Reproduce the passage on wisdom teeth below in full, word for word.

_EXCERPT PROVIDED_:
● ● ● ● ● ● ●
Contrary to their name, keeping your wisdom teeth is anything but smart. These leftovers from our caveman days can cause all kinds of dental problems if left in your mouth. Here’s some more information about wisdom teeth.
Wisdom teeth — what are they?
Like your tailbone, wisdom teeth are classified as vestigial organs. These are body parts that have become unneeded, as we have evolved. In other words, they are leftovers from the days when saber-toothed tigers were chasing us around. Unlike today’s soft diets, our diets back then consisted of leaves, nuts, roots, and very tough meats. This required greater chewing power and caused greater tooth wear. Plus, back then, despite its lack of photogenic criteria, our jaws were longer than they are today.
● ● ● ● ● ● ●
_RECORD EXTRACTS_:
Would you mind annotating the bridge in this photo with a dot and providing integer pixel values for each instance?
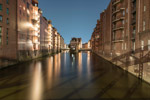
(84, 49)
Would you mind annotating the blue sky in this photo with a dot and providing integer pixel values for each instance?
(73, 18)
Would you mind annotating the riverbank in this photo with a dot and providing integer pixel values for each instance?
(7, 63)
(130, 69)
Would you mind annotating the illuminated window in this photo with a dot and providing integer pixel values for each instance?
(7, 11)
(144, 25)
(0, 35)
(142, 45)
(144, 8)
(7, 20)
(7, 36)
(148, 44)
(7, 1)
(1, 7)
● ● ● ● ● ● ●
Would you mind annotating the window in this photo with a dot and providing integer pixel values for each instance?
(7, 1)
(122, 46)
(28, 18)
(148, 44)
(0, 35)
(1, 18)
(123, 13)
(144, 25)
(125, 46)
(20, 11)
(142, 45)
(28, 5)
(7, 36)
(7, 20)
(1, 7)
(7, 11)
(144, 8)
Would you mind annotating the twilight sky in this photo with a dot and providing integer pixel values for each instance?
● ● ● ● ● ● ●
_TASK OUTPUT_:
Contrary to their name, keeping your wisdom teeth is anything but smart. These leftovers from our caveman days can cause all kinds of dental problems if left in your mouth. Here’s some more information about wisdom teeth.
Wisdom teeth — what are they?
Like your tailbone, wisdom teeth are classified as vestigial organs. These are body parts that have become unneeded, as we have evolved. In other words, they are leftovers from the days when saber-toothed tigers were chasing us around. Unlike today’s soft diets, our diets back then consisted of leaves, nuts, roots, and very tough meats. This required greater chewing power and caused greater tooth wear. Plus, back then, despite its lack of photogenic criteria, our jaws were longer than they are today.